SOURCE EXCERPT >>
══════════════════════════════

PP Audio Archive Latest Additions: Shotts Drummers/ Wee Donald Maclean/ Jimmy Catherwood/ Toyota Pipes & Drums

There are significant new additions to the Piping Press Audio Archive today. We are grateful to Mr Iain Duncan, formerly librarian for the RSPBA, for passing them on. They are from his own personal collection.

We start with a recording of the iconic Shotts & Dykehead drum corps from 1959 playing a salute by the legendary leading stroke Alex Duthart. The picture above shows L/D Duthart and his corps in 1957.

Still with the drummers there is the opportunity to hear another great from the drumming world of the past, Jimmy Catherwood, like Duthart a devotee of Dr Fritz Berger and a winner of the Worlds with City of Edinburgh Police in the 50s. Read more about him in the January 2015 Pipe Band Magazine. The recording of Jimmy is from 1949.

══════════════════════════════

Location identification items >>
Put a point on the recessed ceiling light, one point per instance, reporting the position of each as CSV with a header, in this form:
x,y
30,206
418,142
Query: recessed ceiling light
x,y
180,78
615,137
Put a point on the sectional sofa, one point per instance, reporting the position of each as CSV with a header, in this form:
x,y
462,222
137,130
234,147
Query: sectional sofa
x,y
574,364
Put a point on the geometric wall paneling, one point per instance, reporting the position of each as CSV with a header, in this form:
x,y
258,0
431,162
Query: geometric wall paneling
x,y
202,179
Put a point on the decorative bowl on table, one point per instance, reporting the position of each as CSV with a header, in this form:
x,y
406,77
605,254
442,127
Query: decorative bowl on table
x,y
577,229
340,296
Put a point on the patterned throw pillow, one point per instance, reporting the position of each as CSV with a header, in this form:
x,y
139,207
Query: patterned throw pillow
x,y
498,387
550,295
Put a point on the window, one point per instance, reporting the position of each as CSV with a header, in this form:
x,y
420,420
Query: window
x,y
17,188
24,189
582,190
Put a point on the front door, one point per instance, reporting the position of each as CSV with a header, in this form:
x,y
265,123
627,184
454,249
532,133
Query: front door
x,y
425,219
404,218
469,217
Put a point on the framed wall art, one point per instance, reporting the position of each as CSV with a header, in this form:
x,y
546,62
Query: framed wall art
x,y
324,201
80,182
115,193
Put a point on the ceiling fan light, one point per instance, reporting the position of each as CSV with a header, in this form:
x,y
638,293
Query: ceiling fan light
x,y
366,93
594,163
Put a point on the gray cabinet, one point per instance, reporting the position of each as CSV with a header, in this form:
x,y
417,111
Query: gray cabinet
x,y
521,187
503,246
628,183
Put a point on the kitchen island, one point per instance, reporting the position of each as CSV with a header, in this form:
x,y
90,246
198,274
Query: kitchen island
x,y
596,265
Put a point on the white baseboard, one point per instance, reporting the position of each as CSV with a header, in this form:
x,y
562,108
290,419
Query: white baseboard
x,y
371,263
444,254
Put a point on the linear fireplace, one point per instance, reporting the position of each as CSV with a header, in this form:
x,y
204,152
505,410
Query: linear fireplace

══════════════════════════════

WRITTEN TASKS >>
A – In the Piping Press post, who passed on the new recordings for the audio archive?
B – Carry the Piping Press post forward from its last sentence.
These lines have nothing to do with the Piping Press post.

SOLVED PROBLEMS >>
A – Mr Iain Duncan, formerly librarian for the RSPBA.

B –
To the full band now and we have a recording from 1981 of the Toyota Pipes and Drums under the leadership of P/M Hugh MacInnes (above) from 1981. Toyota played in Grade 2 but may have made it in to Grade 1 at some point. We’d be grateful for any info. The recording is from an EP – an extended play disc. On one side the tunes are the marches Captain Lumsden and the Heights of Cassino. On the other is a Japanese tune ‘Mt Fuji’ clearly a promo for their sponsors. Both have backing musicians supporting the pipes and drums, a pity in the case of the marches. In his solo career Hugh Macinnes was an outstanding player of ceol beag. He began his band career in the Glasgow Cleansing Department band and later joined Lanarkshire Police under P/M Campbell McGougan later joining Toyota, and British Caledonian Airways as P/M.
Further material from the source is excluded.